** Opening Data records block **
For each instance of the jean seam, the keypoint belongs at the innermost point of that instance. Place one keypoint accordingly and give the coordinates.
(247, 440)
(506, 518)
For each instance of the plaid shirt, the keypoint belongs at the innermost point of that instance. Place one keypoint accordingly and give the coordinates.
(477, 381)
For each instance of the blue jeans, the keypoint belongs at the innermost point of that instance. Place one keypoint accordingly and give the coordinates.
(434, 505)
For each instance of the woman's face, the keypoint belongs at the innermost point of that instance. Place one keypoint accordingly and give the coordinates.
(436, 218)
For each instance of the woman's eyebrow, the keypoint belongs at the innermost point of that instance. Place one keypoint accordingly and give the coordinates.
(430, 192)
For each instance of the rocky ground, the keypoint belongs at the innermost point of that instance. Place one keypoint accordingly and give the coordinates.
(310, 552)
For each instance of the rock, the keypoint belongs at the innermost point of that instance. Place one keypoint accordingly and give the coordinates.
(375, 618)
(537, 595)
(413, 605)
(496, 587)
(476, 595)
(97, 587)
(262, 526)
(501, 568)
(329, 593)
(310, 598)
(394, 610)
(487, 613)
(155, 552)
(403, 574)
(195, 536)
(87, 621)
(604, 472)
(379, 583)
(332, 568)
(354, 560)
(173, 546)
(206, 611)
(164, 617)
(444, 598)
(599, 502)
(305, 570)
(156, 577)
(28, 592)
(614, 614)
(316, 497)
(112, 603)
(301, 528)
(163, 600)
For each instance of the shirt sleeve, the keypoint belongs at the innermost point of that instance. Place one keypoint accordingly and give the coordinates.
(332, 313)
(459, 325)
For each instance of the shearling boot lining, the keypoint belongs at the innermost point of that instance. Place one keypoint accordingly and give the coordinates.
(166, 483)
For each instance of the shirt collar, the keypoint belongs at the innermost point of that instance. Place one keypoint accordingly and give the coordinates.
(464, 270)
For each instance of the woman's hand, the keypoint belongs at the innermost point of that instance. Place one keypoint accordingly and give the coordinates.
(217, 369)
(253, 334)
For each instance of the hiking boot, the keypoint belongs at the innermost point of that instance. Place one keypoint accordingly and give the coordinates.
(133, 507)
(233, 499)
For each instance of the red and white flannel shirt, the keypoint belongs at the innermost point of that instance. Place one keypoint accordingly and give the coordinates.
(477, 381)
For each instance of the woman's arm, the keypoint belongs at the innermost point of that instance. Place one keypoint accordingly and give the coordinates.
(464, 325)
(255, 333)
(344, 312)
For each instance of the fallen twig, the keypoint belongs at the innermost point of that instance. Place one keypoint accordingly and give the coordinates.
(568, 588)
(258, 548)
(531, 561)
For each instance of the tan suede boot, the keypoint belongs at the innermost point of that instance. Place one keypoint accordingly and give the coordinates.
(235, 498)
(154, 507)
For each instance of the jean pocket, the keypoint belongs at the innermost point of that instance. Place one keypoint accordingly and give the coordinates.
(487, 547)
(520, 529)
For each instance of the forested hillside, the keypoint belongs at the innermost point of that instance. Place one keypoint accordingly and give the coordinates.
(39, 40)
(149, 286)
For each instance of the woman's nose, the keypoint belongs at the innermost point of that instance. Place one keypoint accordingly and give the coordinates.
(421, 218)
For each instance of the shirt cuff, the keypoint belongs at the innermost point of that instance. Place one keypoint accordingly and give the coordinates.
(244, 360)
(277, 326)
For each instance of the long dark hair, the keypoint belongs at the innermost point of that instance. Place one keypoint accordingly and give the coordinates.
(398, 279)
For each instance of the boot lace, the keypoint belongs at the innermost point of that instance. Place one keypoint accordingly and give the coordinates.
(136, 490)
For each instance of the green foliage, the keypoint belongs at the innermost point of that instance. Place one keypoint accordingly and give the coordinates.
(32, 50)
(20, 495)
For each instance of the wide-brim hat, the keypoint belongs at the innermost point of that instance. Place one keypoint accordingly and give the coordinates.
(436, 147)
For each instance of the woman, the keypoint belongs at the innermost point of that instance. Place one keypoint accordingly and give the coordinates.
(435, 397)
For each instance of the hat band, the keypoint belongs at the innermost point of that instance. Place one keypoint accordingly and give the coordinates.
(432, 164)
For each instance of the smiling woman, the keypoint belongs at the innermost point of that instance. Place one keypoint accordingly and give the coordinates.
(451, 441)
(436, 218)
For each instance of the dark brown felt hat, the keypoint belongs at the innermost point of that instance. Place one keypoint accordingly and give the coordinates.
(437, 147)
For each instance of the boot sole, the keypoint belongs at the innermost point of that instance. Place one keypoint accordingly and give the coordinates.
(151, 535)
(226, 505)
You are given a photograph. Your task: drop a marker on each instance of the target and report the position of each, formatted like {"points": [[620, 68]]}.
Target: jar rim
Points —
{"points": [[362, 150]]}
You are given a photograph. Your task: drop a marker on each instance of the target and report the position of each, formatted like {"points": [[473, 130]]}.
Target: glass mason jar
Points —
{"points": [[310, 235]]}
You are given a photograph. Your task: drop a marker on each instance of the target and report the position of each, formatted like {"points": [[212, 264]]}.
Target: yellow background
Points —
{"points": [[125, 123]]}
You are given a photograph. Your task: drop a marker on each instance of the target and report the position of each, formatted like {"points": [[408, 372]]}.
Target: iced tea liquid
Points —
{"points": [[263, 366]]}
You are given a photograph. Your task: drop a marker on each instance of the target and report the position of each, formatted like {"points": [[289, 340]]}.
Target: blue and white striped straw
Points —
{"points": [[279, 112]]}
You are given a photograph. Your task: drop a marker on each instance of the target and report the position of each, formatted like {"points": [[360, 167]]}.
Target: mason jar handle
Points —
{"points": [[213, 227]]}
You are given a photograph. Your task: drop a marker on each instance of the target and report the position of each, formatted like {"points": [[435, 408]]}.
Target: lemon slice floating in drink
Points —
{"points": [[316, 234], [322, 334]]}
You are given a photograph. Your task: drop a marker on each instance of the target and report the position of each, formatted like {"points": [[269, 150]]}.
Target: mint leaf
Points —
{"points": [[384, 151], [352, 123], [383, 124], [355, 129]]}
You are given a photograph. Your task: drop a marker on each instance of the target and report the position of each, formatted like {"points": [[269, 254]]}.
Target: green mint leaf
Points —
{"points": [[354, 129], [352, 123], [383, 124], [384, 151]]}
** Closing Data records block **
* Exercise aim: What is needed is the count of lines in the records that include the word "mason", with no other text.

* Task solution: 2